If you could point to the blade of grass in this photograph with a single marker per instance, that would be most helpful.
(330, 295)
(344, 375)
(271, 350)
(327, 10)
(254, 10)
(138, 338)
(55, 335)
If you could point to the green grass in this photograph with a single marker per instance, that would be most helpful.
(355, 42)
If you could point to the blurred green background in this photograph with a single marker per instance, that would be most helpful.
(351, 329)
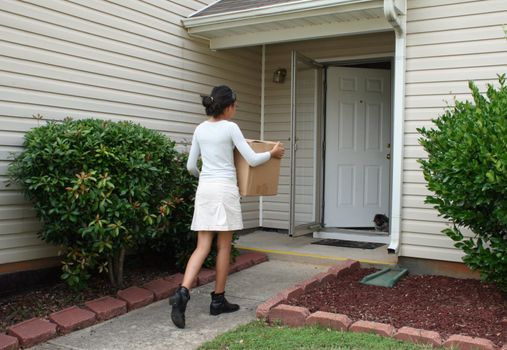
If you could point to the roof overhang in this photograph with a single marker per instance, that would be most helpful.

Your task
Copy all of the entries above word for word, leaving out the pictures.

Finished task
If you could point to the blade of grass in this photograph with a single marker per instance, that would be most helpful.
(330, 295)
(344, 375)
(271, 350)
(327, 10)
(254, 10)
(138, 338)
(55, 335)
If you could point to the green grass in this photograph with a single marker per instance, that would be most helpful.
(355, 42)
If you could point to the blurred green background in this photograph with a single marker per instance, that would be most helpful.
(351, 329)
If you could point to the roof overhang in this photograph with a single marker per instance, that would be most helpful.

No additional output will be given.